Data listing:
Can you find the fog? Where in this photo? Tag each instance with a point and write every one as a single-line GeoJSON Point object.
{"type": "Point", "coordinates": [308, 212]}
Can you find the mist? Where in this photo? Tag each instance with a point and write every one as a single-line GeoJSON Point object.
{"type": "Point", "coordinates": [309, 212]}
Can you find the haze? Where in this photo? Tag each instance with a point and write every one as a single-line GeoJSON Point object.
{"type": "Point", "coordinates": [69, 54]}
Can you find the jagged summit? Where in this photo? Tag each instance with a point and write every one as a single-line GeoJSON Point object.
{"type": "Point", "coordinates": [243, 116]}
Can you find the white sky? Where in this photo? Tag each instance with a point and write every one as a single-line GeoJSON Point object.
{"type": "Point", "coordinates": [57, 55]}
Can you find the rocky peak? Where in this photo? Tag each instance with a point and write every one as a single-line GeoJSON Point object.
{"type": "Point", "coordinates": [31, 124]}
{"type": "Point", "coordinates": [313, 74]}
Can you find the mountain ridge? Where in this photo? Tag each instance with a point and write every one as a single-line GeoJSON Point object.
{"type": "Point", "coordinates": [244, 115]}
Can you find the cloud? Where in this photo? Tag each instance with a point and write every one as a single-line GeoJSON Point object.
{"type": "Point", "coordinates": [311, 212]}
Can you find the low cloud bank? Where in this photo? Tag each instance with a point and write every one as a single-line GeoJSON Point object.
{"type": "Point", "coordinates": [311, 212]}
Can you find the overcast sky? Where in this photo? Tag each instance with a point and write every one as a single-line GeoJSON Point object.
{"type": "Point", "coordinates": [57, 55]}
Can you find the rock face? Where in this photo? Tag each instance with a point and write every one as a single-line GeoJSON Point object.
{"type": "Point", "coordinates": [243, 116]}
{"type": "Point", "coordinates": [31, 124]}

Your objective: Pull every line of the data above and reproduce each one word for word, in the same order.

Final result:
Can you find the fog? Where in this photo? Tag each instance with a point and write every one as a single-line GeoJSON Point object.
{"type": "Point", "coordinates": [308, 212]}
Can you find the mist? Where in this photo? Tag each instance with a point and write every one as a single-line GeoJSON Point object.
{"type": "Point", "coordinates": [309, 212]}
Can you find the haze? Where in this photo? Tag each instance with a point and write every one as a single-line GeoJSON Point object.
{"type": "Point", "coordinates": [69, 54]}
Can you find the jagged summit? Where in this photo? Tag each instance with a point and write every one as a single-line GeoJSON Point object.
{"type": "Point", "coordinates": [243, 116]}
Can you find the white sky? Where in this photo? Tag each instance with a point and write every one as a single-line GeoJSON Point object.
{"type": "Point", "coordinates": [57, 55]}
Can you find the rocky peak? Where in this photo? Tag each instance with a point and write every one as a single-line GeoJSON Point object.
{"type": "Point", "coordinates": [31, 124]}
{"type": "Point", "coordinates": [313, 74]}
Can you find the mountain ridge? Where in this photo? Tag each instance with a point and write every one as a single-line GeoJSON Point object.
{"type": "Point", "coordinates": [244, 115]}
Can you find the cloud? Where in this photo? Tag each instance with a point and write every one as a single-line GeoJSON Point object.
{"type": "Point", "coordinates": [311, 212]}
Can you find the low cloud bank? Where in this photo? Tag each instance with a point and write every one as a single-line GeoJSON Point object.
{"type": "Point", "coordinates": [311, 212]}
Can you find the overcast sky? Where in this photo? Tag each instance with a point and write every one as a single-line GeoJSON Point object.
{"type": "Point", "coordinates": [57, 55]}
Can you find the rock face? Where in this photo? Tag each instance with a point and write every one as a single-line GeoJSON Point object.
{"type": "Point", "coordinates": [243, 116]}
{"type": "Point", "coordinates": [31, 124]}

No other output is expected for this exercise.